Réécrivez, s'il vous plaît, le passage de l'extrait compris entre « S'il ressort à » et « auquel l'entreprise appartient. » inclus, en remplaçant « employeur » par « patron ».

_Extrait choisi_:
****

Il est également constant qu'antérieurement à la formalisation de l'offre de reclassement sur le site de [Localité 4] présentée à Mme [D] par courrier recommandé avec accusé de réception en date du 25 mai 2011, la société JP OCEAN qui avait organisé des échanges informels avec les salariés au cours desquels elle les avait informés du projet de transfert initialement prévu au 30 mai 2011, ne pouvait ignorer le refus de la salariée d'accepter une telle proposition.
S'il ressort à cet égard des débats et des pièces produites que Mme [D], prenant acte de cette seule proposition de reclassement et du report de la date du transfert, demandait le 19 avril 2011 à son employeur d'envisager son licenciement à la date initialement prévue, cette circonstance n'emportait pas ipso-facto sa renonciation au bénéfice des dispositions de l'article L1233-4 du code du travail imposant à son employeur, avant d'envisager son licenciement de rechercher les possibilités de reclassement de l'intéressée sur un emploi dans le cadre de l'entreprise ou, le cas échéant, dans les entreprises du groupe auquel l'entreprise appartient.
En se bornant dans ces conditions à proposer un reclassement dont elle n'ignorait pas par avance qu'il serait refusé par Mme [D], la société JP OCEAN qui reconnaît explicitement dans ses écritures, ne pas avoir tenté de rechercher de possibilités de reclassement au sein du groupe auquel elle appartient, n'a pas sérieusement satisfait, aux obligations résultant des dispositions de l'article L1233-4 du code du travail, ôtant ainsi tout caractère réel et sérieux au licenciement de Mme Mme [D], de sorte que la décision entreprise sera réformée de ce chef.

****

[Enregistrements de contours de régions nommées]
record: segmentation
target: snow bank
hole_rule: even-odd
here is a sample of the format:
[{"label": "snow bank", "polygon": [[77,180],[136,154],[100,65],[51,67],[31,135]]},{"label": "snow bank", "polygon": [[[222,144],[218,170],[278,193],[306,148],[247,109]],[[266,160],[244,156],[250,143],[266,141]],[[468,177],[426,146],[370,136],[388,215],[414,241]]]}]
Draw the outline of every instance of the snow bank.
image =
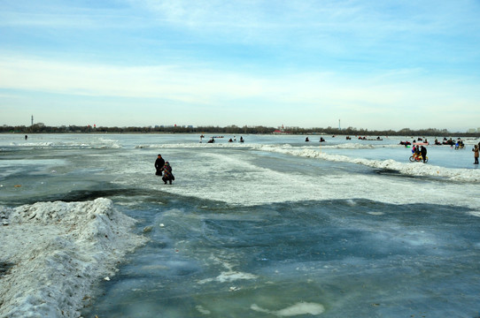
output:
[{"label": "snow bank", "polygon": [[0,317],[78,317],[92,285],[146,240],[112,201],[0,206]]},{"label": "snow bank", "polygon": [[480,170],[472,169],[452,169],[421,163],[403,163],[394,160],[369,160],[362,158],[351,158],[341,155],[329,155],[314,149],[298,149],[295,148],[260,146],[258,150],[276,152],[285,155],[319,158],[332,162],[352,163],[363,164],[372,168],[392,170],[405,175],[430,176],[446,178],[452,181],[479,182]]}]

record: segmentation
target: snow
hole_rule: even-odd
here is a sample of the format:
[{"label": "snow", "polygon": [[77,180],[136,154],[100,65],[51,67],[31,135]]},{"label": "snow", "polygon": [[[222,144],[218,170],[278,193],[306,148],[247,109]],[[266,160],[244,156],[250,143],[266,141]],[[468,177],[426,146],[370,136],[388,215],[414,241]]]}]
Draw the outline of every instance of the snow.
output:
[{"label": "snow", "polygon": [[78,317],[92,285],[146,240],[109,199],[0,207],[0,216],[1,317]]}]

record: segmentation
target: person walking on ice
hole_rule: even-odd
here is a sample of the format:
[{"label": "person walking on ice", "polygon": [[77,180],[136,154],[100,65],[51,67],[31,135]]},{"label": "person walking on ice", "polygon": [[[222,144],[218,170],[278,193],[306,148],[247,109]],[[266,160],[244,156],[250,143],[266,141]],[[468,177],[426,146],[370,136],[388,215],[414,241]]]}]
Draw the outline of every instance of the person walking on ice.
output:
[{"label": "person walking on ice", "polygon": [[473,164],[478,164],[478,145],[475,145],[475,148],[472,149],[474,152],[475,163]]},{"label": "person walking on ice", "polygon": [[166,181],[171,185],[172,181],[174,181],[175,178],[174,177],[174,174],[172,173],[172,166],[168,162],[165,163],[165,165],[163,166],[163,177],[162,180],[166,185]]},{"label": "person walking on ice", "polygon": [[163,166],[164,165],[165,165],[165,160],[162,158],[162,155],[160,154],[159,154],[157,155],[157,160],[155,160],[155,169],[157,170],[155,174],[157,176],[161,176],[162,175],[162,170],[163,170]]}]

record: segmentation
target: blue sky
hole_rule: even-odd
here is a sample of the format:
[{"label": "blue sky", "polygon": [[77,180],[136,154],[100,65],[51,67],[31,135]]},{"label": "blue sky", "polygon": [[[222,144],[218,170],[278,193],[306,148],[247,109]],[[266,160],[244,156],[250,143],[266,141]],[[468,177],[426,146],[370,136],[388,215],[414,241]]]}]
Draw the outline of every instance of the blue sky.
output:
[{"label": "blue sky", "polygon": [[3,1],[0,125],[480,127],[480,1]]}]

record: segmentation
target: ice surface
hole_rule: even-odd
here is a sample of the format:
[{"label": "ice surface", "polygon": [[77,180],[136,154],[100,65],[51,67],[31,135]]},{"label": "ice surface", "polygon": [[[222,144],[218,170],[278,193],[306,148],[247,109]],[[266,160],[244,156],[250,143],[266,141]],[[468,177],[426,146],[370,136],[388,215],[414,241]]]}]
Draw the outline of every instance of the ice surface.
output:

****

_Résultat de l'exercice_:
S'il ressort à cet égard des débats et des pièces produites que Mme [D], prenant acte de cette seule proposition de reclassement et du report de la date du transfert, demandait le 19 avril 2011 à son patron d'envisager son licenciement à la date initialement prévue, cette circonstance n'emportait pas ipso-facto sa renonciation au bénéfice des dispositions de l'article L1233-4 du code du travail imposant à son patron, avant d'envisager son licenciement de rechercher les possibilités de reclassement de l'intéressée sur un emploi dans le cadre de l'entreprise ou, le cas échéant, dans les entreprises du groupe auquel l'entreprise appartient.